### Required task
From the records below, copy word for word the lines that start with the one containing "mushroom stem, imagine" and go on through the one containing "100), (12, 102)]", both included.
____
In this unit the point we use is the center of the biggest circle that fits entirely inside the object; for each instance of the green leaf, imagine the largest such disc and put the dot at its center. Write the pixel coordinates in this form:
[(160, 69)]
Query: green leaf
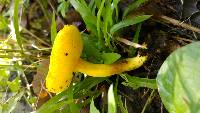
[(3, 22), (133, 6), (178, 80), (14, 85), (55, 103), (11, 103), (111, 100), (122, 107), (87, 84), (63, 7), (53, 29), (86, 13), (16, 24), (93, 109), (136, 82), (109, 58), (128, 22), (90, 50)]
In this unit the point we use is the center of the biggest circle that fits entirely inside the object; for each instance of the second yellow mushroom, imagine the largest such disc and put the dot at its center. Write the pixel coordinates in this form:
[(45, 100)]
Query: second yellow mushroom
[(65, 59)]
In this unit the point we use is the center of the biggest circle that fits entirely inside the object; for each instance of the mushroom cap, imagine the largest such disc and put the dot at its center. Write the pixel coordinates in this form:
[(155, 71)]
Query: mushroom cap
[(64, 57)]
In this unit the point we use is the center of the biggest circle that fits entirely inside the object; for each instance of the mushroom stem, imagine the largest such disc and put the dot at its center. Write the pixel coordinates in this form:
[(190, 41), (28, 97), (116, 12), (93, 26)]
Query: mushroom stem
[(104, 70)]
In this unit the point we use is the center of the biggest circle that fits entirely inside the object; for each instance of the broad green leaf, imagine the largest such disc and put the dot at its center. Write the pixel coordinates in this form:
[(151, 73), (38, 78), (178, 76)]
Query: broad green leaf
[(136, 82), (178, 80), (128, 22), (53, 28), (110, 58), (90, 50), (93, 109), (111, 100), (12, 102)]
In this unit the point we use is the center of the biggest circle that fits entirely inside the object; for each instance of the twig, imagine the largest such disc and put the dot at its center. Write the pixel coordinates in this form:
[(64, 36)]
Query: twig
[(179, 23), (127, 42), (184, 39), (36, 37), (148, 101)]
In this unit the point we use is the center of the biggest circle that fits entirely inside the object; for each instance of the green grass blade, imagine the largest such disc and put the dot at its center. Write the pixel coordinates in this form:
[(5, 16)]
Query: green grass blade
[(54, 103), (86, 13), (93, 109), (128, 22), (99, 22), (16, 24), (11, 103), (115, 2), (133, 6), (53, 29), (111, 100), (121, 106)]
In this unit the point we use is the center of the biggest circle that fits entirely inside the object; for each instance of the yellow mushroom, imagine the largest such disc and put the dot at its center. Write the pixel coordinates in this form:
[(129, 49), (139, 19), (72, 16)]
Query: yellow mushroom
[(65, 54), (65, 59)]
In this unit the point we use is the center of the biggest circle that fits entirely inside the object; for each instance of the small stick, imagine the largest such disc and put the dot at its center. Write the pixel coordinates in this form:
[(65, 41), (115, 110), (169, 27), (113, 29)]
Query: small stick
[(127, 42)]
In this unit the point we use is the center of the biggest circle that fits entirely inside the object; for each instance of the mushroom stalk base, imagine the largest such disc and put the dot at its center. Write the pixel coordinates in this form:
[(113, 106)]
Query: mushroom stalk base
[(104, 70)]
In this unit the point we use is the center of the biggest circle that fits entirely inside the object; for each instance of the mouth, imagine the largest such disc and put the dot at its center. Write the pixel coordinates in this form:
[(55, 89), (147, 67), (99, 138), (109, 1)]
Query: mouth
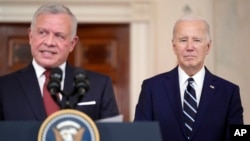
[(48, 53)]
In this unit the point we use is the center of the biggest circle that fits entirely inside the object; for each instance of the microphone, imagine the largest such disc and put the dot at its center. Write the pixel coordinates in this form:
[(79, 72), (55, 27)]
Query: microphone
[(81, 83), (54, 85)]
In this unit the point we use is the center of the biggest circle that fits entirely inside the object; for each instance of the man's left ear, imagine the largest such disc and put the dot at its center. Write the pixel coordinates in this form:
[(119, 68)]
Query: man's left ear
[(208, 47)]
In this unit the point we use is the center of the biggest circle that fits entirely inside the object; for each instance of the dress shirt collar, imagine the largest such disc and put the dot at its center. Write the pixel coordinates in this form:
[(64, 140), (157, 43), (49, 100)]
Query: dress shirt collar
[(198, 77), (40, 70)]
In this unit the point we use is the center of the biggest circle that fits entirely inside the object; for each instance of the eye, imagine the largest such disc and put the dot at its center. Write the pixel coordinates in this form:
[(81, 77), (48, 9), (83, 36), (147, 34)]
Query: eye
[(58, 35), (42, 32), (197, 40)]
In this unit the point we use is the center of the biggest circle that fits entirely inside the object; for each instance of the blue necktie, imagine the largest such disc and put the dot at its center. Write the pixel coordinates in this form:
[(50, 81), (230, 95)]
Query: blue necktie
[(189, 107)]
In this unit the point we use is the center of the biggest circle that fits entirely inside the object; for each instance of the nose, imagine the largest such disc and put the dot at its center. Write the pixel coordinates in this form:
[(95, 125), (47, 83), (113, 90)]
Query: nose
[(190, 45), (49, 40)]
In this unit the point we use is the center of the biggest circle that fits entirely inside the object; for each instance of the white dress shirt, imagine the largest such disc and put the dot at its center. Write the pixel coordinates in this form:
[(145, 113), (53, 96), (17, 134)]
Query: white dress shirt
[(198, 83)]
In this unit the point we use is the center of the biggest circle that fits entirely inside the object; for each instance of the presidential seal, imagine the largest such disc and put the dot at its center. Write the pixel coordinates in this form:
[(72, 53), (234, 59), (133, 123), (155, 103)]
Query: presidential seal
[(68, 125)]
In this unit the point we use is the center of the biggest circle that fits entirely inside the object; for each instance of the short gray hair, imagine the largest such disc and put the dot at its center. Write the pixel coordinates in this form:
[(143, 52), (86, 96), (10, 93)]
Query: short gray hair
[(194, 18), (55, 8)]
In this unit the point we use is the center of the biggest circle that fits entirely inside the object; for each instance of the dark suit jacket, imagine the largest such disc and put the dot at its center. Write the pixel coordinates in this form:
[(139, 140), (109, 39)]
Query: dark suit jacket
[(21, 99), (219, 106)]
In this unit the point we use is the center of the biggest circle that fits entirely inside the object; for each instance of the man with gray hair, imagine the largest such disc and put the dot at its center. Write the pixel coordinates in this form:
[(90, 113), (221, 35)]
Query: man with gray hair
[(189, 102)]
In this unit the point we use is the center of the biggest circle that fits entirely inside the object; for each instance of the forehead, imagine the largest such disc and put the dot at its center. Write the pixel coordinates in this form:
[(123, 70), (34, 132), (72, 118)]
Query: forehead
[(190, 28), (60, 21)]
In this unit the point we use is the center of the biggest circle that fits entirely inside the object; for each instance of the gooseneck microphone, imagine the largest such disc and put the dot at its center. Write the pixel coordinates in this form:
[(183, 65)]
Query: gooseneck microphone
[(81, 83), (54, 85)]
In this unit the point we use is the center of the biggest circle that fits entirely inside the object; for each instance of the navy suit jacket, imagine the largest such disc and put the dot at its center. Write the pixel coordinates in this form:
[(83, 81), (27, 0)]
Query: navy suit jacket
[(220, 106), (21, 99)]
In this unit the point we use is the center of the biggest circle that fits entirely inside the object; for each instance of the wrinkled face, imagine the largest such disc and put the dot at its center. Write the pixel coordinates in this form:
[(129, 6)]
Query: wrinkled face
[(191, 45), (51, 40)]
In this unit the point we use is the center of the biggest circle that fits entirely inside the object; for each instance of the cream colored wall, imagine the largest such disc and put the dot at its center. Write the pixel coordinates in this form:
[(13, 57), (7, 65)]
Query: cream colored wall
[(232, 47)]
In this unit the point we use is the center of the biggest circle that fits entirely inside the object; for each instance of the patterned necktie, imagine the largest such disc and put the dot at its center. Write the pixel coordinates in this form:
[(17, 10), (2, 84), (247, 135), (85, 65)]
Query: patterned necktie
[(50, 105), (189, 106)]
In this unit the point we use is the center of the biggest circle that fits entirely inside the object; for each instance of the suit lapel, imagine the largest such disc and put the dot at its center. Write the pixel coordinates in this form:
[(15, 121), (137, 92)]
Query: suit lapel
[(173, 91), (208, 92), (68, 85), (28, 81)]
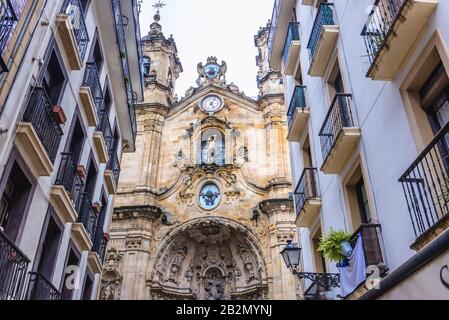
____
### Response
In this unit the point we use is the center of the biggest circle that fits entirely inside the object; for each instance of the mushroom stem, imagine the largest such disc and put the dot at its center. Write the pixel coordinates in this form:
[(190, 41), (28, 97), (116, 12), (93, 26)]
Query: mushroom stem
[(104, 70)]
In this unit the point we use is the center of the biggest circle that fits entirely inside the object; for each instance of the broad green leaf, imagine the largest such disc and put the dot at its center. Write the pixel coordinates in this form:
[(151, 73), (38, 78), (178, 76)]
Query: broad green leaf
[(136, 82), (178, 80), (128, 22), (53, 28), (110, 58), (90, 50), (93, 109), (111, 100), (12, 102)]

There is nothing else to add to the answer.